SHORT EXERCISE 1: Find every line in the rows below that contains the string "background", and copy each of those lines.

=== SOURCE DOCUMENT ===

You are viewing a plain text version of this content. The canonical link for it is here.

Posted to dev@nutch.apache.org by Michael Chen <yi...@u.northwestern.edu> on 2017/07/31 19:21:39 UTC

Question on 2.x sitemap functionality

Dear fellow Nutch developers,

I've been trying to use Nutch 2 sitemap function to crawl and index all 
pages on the sitemap indices. It seems that integration with 
CommonCrawler sitemap tools only exist in 2.x branch. But after I got it 
to work with Hbase 1.2.3, it didn't fetch, parse and index the sitemap 
indices and sitemaps at all.

I also looked into the code a bit and everything seems to make sense, 
except I couldn't further trace the data flow beyond Toolrunner.run() in 
the FetchReducer. I'm testing it on Linux with the "crawl" script in 
/bin, so I'm not sure if how I can debug this. Please let me know if 
there's any further information that I can provide you with to help 
troubleshoot this issue. Thanks in advance!

Best regards,

Michael

Re: Question on 2.x sitemap functionality

Posted by kenneth mcfarland <ke...@gmail.com>.

Please know the inquiry is simply to understand how myself and others can
document the code better. Thank you for your response.

===

SHORT EXERCISE 2: Write out the Nutch sitemap thread above word for word, starting with "Dear fellow Nutch" and going on through "sitemaps at all.".

=== SOURCE RECORDS ===

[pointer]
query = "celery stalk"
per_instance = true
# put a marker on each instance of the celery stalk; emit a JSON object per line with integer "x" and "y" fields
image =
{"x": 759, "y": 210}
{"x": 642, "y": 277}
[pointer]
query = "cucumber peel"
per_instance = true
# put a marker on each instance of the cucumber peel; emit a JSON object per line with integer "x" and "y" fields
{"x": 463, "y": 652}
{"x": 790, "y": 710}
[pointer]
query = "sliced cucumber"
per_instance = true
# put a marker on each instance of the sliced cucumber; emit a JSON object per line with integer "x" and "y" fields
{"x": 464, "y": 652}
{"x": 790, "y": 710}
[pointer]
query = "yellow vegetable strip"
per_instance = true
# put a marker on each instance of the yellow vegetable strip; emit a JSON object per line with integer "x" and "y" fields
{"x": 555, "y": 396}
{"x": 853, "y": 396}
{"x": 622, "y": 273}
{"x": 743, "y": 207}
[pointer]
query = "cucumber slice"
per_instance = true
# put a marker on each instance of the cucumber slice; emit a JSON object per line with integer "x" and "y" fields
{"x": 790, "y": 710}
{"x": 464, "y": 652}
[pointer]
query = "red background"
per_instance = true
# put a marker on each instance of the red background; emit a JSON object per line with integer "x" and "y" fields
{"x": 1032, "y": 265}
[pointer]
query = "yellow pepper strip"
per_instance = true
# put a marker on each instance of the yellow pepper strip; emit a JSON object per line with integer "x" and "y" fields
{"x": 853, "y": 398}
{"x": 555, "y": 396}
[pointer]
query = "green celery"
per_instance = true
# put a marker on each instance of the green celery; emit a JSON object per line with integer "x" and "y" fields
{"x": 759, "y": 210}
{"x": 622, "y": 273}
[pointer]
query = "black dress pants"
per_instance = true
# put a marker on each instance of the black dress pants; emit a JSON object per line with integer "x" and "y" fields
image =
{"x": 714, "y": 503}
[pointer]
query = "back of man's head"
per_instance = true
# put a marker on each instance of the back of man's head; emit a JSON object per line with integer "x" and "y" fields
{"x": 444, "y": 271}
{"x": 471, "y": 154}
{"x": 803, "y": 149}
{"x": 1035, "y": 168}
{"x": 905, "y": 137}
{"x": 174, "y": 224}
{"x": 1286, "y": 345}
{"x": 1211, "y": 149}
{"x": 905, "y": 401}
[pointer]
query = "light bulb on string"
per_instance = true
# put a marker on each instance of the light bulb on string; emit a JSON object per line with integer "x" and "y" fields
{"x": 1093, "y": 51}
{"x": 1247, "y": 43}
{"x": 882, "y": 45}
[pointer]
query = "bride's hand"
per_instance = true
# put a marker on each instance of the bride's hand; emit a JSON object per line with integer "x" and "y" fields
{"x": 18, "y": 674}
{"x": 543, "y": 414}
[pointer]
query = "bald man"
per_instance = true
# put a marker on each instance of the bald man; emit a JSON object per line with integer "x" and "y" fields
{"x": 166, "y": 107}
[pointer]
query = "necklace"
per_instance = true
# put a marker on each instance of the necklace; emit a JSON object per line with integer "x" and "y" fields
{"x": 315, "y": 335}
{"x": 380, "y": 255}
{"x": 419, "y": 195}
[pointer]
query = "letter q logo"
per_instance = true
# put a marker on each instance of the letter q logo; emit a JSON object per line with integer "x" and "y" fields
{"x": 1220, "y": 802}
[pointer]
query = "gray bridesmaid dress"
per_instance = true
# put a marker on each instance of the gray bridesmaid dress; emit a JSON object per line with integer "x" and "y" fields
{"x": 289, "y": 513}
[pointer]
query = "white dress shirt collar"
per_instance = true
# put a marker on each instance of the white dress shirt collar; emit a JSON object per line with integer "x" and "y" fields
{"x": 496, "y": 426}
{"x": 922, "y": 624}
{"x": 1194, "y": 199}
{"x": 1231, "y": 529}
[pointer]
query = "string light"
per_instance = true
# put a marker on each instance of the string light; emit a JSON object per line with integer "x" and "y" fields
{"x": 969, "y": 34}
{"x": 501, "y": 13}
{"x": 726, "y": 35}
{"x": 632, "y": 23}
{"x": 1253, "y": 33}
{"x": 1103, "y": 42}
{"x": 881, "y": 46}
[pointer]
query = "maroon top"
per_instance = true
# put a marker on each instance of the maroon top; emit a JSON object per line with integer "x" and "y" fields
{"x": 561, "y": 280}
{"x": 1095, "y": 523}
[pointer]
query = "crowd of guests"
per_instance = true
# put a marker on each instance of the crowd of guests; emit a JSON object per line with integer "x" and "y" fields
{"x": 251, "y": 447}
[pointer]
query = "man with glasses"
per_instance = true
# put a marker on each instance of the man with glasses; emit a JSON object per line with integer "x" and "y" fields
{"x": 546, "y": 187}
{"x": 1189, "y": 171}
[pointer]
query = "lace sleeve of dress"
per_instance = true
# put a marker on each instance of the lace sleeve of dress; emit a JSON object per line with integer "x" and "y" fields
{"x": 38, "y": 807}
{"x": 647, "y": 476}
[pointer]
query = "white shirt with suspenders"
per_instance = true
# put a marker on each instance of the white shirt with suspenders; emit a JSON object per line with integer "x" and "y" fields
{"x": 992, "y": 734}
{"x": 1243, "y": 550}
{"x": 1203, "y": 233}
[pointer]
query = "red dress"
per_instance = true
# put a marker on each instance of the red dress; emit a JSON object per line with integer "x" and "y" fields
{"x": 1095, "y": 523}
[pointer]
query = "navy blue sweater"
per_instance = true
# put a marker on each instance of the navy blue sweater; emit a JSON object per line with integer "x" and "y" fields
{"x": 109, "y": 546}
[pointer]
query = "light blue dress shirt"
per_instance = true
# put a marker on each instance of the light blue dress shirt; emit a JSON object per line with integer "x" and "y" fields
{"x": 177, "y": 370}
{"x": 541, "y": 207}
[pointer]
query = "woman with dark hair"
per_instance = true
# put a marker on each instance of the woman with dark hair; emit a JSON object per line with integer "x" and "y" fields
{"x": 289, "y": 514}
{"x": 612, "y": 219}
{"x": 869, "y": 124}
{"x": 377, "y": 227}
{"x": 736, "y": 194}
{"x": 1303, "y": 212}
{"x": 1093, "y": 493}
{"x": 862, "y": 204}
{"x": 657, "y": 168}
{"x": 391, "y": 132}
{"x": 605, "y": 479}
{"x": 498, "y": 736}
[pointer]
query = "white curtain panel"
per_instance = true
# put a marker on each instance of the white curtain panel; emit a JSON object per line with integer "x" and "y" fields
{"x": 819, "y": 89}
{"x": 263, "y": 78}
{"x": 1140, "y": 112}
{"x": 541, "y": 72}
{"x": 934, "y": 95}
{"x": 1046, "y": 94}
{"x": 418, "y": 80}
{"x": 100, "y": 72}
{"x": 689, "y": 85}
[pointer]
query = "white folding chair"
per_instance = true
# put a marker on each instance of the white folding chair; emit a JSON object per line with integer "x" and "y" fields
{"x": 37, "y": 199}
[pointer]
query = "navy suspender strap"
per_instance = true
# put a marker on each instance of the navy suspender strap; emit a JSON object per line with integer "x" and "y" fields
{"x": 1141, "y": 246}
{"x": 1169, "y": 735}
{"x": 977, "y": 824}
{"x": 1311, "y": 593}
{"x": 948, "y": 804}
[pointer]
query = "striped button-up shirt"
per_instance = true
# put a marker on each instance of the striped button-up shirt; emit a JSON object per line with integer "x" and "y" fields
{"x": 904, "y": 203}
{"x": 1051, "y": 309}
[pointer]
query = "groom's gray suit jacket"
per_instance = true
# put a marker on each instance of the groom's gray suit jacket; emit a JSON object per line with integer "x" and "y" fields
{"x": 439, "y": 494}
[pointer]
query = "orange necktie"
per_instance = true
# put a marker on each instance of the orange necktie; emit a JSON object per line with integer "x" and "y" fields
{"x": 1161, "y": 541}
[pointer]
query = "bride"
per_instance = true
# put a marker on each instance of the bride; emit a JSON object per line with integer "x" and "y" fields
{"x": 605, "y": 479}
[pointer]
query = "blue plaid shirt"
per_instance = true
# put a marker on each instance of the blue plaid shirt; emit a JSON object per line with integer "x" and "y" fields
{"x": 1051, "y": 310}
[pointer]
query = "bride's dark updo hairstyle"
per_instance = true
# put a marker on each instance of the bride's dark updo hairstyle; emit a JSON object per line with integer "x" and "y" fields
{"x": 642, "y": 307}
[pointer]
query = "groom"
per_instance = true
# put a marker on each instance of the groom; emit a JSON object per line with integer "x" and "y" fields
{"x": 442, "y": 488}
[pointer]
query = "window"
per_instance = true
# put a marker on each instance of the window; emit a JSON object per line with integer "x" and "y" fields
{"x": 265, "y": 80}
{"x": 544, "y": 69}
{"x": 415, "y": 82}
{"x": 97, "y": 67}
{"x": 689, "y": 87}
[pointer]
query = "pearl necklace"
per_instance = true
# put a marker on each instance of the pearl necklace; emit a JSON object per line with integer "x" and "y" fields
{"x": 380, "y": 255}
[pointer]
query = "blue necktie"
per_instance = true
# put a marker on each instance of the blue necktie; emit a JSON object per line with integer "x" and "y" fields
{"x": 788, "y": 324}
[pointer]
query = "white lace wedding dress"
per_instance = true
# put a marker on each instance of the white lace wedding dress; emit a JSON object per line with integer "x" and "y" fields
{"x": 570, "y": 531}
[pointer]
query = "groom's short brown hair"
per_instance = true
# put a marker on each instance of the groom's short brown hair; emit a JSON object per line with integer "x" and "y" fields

===

WORKED SOLUTION 1:
query = "red background"
# put a marker on each instance of the red background; emit a JSON object per line with integer "x" and "y" fields

WORKED SOLUTION 2:
Dear fellow Nutch developers,

I've been trying to use Nutch 2 sitemap function to crawl and index all 
pages on the sitemap indices. It seems that integration with 
CommonCrawler sitemap tools only exist in 2.x branch. But after I got it 
to work with Hbase 1.2.3, it didn't fetch, parse and index the sitemap 
indices and sitemaps at all.